— Task A —
For the Open MPI hang thread, decide whether each statement agrees with it: (i) Sylvain reproduced the hang on his own platform; (ii) Ashley proposes running the Fortran reproducer on other machines with the same process geometry; (iii) Ralph put his data on the problem into ticket #1944. Answer yes or no for each and quote the deciding words.
— Task B —
According to the Open MPI hang thread, why would it help to learn whether the Fortran reproducer hangs on other machines with the same process geometry? Answer in one to three sentences.
— Task C —
Continue the Open MPI hang thread from the point where it stops.

— Excerpt —
────
Re: [OMPI devel] Hang in collectives involving shared memory

2009-06-10 Thread Ashley Pittman
On Wed, 2009-06-10 at 09:07 -0600, Ralph Castain wrote:
> Hi Ashley
> 
> Thanks! I would definitely be interested and will look at the tool.

Great.  My plan was to introduce the tool to this list today or tomorrow
anyway but this problem falls right it's it's target area so I brought
it up early.

>  Meantime, I have filed a bunch of data on this in ticket #1944, so
> perhaps you might take a glance at that and offer some thoughts?
> 
> https://svn.open-mpi.org/trac/ompi/ticket/1944

One thing that springs to mind is does the fortran reproducer hang on
other machines if you use the same process geometry.  That would tell us
if we are looking for a pure OpenMPI problem or a wider issue,
potentially eliminating any questions about numa memory layout.

> Will be back after I look at the tool.

Ashley,

-- 

Ashley Pittman, Bath, UK.

Padb - A parallel job inspection tool for cluster computing
http://padb.pittman.org.uk



Re: [OMPI devel] Hang in collectives involving shared memory

2009-06-10 Thread Sylvain Jeaugey
Hum, very glad that padb works with Open MPI, I couldn't live without it. 
In my opinion, the best debug tool for parallel applications, and more 
importantly, the only one that scales.


About the issue, I couldn't reproduce it on my platform (tried 2 nodes 
with 2 to 8 processes each, nodes are twin 2.93 GHz Nehalem, IB is 
Mellanox QDR).


So my feeling about that is that is may be very hardware related. 
Especially if you use the hierarch component, some transactions will be 
done through RDMA on one side and read directly through shared memory on 
the other side, which can, depending on the hardware, produce very 
different timings and bugs. Did you try with a different collective 
component (i.e. not hierarch) ? Or with another interconnect ? [Yes, of 
course, if it is a race condition, we might well avoid the bug because 
timings will be different, but that's still information]


Perhaps all what I'm saying makes no sense or you already thought about 
this, anyway, if you want me to try different things, just let me know.


Sylvain

On Wed, 10 Jun 2009, Ralph Castain wrote:


Hi Ashley

Thanks! I would definitely be interested and will look at the tool. Meantime, I 
have filed a bunch of data on this in
ticket #1944, so perhaps you might take a glance at that and offer some 
thoughts?
────
— Extracted data —
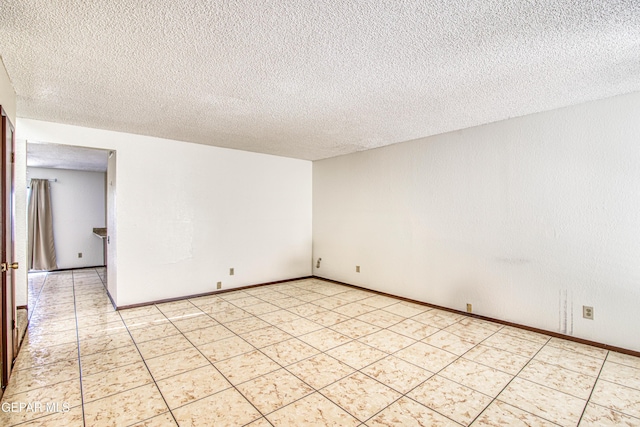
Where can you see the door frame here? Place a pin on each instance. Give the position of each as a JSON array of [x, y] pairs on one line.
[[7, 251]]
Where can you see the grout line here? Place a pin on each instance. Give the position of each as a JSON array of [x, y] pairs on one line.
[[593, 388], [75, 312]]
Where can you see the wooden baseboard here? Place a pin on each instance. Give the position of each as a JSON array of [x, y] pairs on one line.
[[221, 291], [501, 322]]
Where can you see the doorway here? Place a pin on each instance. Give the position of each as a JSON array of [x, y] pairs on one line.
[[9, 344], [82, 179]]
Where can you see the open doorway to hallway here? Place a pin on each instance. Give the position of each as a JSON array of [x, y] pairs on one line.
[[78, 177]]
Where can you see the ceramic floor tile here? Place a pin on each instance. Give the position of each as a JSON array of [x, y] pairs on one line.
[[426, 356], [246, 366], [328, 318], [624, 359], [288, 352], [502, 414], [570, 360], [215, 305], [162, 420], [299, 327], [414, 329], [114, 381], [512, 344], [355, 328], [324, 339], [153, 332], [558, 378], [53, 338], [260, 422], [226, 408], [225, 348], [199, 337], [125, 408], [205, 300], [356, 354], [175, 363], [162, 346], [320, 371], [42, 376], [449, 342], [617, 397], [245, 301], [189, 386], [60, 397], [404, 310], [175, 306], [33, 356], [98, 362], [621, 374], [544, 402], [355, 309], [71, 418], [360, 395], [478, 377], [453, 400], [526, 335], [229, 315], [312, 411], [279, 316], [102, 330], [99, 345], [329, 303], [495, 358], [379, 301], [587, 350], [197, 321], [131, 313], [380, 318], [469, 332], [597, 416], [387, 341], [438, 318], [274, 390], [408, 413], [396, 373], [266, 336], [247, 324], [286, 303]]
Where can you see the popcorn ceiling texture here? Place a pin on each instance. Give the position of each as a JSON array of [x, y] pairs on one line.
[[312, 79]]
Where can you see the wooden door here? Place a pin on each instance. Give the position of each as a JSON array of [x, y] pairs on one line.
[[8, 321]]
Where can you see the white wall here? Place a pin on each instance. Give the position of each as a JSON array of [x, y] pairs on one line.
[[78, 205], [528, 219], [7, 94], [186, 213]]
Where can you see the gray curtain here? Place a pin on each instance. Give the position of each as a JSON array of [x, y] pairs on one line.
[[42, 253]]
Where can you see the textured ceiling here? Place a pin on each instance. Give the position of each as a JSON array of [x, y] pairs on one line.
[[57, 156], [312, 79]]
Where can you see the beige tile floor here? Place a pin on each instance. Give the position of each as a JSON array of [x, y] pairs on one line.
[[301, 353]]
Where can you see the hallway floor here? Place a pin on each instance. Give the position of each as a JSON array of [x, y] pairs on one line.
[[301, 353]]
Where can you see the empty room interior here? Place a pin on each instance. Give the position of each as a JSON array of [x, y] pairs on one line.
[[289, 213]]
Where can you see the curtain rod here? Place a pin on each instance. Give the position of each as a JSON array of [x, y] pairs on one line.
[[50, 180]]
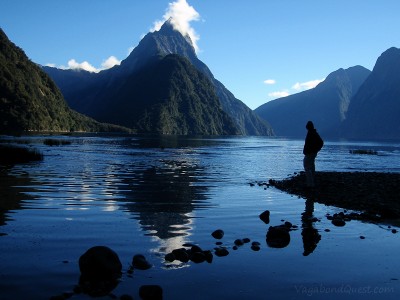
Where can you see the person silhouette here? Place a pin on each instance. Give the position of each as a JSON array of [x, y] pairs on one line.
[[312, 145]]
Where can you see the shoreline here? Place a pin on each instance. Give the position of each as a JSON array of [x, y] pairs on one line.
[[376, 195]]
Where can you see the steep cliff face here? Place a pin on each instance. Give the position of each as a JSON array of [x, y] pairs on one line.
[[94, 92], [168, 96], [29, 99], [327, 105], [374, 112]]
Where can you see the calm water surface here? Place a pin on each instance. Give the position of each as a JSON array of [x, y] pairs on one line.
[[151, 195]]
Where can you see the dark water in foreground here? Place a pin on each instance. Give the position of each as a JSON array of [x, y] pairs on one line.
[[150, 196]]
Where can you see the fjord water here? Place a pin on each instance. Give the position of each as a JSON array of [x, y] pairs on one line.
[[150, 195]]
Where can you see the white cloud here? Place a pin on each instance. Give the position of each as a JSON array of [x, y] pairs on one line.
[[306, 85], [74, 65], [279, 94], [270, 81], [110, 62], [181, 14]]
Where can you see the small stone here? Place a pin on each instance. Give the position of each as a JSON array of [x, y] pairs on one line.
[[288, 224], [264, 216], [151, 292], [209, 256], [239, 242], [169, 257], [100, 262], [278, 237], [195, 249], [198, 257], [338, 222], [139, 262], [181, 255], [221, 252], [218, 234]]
────
— Reply A —
(i) No: "I couldn't reproduce it on my platform"
(ii) Yes: "does the fortran reproducer hang on other machines if you use the same process geometry"
(iii) Yes: "I have filed a bunch of data on this in ticket #1944"

— Reply B —
It would show whether the hang is a pure Open MPI problem or a wider issue. It could also rule out questions about NUMA memory layout.

— Reply C —
https://svn.open-mpi.org/trac/ompi/ticket/1944

Will be back after I look at the tool.

Thanks again
Ralph


On Wed, Jun 10, 2009 at 8:51 AM, Ashley Pittman  wrote:

  Ralph,

  If I may say this is exactly the type of problem the tool I have been
  working on recently aims to help with and I'd be happy to help you
  through it.

  Firstly I'd say of the three collectives you mention, MPI_Allgather,
  MPI_Reduce and MPI_Bcast one exhibit a many-to-many, one a many-to-one
  and the last a many-to-one communication pattern.  The scenario of a
  root process falling behind and getting swamped in comms is a plausible
  one for MPI_Reduce only but doesn't hold water with the other two.  You
  also don't mention if the loop is over a single collective or if you
  have loop calling a number of different collectives each iteration.

  padb, the tool I've been working on has the ability to look at parallel
  jobs and report on the state of collective comms and should help narrow
  you down on erroneous processes and those simply blocked waiting for
  comms.  I'd recommend using it to look at maybe four or five instances
  where the application has hung and look for any common features between
  them.

  Let me know if you are willing to try this route and I'll talk, the code
  is downloadable from http://padb.pittman.org.uk and if you want the full
  collective functionality you'll need to patch openmp with the patch from
  http://padb.pittman.org.uk/extensions.html

  Ashley,

  --

  Ashley Pittman, Bath, UK.

  Padb - A parallel job inspection tool for cluster computing
  http://padb.pittman.org.uk

___
devel mailing list
de...@open-mpi.org
http://www.open-mpi.org/mailman/listinfo.cgi/devel





Re: [OMPI devel] Hang in collectives involving shared memory

2009-06-10 Thread Bogdan Costescu

On Wed, 10 Jun 2009, Ralph Castain wrote:


Meantime, I have filed a bunch of data on this in ticket #1944, so perhaps
you might take a glance at that and offer some thoughts?

https://svn.open-mpi.org/trac/ompi/ticket/1944


I wasn't able to reproduce this. I have run with the following setup:
- OS is Scientific Linux 5.1 with a custom compiled kernel based on 
2.6.22.19, but (due to circumstances that I can't control):


checking if MCA component maffinity:libnuma can compile... no

- Intel compiler 10.1
- OpenMPI 1.3.2
- nodes have 2 CPUs of type E5440 (quad core), 16GB RAM and a ConnectX 
IB DDR


I've used the platform file that you have provided, but took out the 
references to PanFS and fixed the paths. I've also used the MCA file 
that you have provided.


I have run with nodes=1:ppn=8 and nodes=2:ppn=8 and the test finished 
successfully with m=50 several times. This, together with the earlier 
post also describing a negative result, points to a problem related to 
your particular setup...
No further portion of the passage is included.